▶ [GOAL OF THE EXERCISE]
Nothing other than the lines from the one containing "Implementations MUST put a point on every instance of the grassy" through the close of the entries below should be printed, each exactly.

▶ [RECORDS FOR PROCESSING]
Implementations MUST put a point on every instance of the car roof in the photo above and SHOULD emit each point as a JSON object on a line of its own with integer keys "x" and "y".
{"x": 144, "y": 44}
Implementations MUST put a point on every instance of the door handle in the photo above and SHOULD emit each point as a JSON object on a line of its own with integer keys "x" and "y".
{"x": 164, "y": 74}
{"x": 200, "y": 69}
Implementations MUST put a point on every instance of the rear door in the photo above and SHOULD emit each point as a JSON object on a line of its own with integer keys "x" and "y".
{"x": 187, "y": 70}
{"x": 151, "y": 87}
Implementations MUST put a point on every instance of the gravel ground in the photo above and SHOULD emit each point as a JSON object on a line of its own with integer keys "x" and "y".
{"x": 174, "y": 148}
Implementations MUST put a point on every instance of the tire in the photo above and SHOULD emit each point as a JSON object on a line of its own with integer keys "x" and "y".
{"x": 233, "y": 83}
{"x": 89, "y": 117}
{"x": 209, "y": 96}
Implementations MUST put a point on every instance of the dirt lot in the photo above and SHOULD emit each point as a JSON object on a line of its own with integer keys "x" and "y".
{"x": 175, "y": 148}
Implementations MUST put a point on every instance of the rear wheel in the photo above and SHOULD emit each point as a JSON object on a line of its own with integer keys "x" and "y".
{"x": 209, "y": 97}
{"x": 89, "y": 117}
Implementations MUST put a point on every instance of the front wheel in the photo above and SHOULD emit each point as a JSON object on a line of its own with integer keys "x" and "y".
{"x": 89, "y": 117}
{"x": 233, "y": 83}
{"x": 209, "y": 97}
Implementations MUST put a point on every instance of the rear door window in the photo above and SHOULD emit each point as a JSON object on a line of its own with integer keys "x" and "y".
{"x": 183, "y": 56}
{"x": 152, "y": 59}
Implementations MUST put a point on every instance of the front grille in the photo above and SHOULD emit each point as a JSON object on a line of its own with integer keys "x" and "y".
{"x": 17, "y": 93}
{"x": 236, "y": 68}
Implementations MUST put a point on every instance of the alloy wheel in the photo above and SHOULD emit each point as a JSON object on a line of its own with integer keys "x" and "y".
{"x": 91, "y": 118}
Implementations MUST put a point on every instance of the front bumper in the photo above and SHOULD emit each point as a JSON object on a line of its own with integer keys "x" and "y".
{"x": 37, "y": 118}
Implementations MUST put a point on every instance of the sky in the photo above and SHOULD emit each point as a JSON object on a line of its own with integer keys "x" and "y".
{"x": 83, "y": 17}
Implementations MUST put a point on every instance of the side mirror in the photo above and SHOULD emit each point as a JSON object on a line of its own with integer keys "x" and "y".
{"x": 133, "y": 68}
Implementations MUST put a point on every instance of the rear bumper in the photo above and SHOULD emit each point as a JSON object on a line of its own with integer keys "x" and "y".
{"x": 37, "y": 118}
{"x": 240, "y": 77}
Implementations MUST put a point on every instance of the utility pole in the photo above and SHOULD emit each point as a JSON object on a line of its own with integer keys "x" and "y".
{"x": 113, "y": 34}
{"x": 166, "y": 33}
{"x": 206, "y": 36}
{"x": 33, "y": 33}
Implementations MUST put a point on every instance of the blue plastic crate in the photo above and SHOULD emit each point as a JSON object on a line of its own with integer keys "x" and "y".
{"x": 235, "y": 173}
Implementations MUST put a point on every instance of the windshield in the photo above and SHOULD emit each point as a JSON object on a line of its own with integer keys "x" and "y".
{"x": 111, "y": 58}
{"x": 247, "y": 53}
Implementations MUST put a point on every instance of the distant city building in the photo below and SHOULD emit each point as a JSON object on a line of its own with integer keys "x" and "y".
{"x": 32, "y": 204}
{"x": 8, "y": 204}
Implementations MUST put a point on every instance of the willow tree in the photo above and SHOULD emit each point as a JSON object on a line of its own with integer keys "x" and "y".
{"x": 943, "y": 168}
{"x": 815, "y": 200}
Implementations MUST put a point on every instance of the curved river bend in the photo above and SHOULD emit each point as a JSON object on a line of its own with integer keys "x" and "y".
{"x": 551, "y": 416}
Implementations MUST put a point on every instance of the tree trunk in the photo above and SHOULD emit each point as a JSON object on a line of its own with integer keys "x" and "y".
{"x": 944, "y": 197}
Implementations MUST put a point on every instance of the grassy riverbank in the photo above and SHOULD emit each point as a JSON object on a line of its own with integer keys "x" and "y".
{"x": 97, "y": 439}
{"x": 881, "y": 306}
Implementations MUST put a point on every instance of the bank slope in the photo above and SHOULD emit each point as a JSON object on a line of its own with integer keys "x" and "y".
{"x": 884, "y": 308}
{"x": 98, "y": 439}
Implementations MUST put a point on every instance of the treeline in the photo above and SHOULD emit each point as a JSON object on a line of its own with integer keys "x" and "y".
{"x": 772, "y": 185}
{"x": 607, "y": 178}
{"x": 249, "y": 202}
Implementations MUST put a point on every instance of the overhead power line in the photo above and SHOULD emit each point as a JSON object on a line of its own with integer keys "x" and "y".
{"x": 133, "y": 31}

▶ [RESULT OF THE EXERCISE]
Implementations MUST put a point on every instance of the grassy riverbank in the photo above and SHOULD emit each point as a JSON object on a line of its own with integer keys "x" and "y".
{"x": 97, "y": 439}
{"x": 881, "y": 306}
Implementations MUST put a point on every instance of the bank slope in the photo above and SHOULD emit each point as a JSON object on a line of its own with integer keys "x" and "y".
{"x": 884, "y": 308}
{"x": 98, "y": 439}
Implementations MUST put a point on every instance of the treeline in the photo above and SHOULD emit each point as a JSON object on a line of its own with integer keys "x" and "y".
{"x": 772, "y": 185}
{"x": 607, "y": 178}
{"x": 249, "y": 202}
Implementations MUST put a point on every instance of the overhead power line in the photo above and SHOULD emit each point as a JSON object on a line of its own with integer keys "x" and "y".
{"x": 133, "y": 31}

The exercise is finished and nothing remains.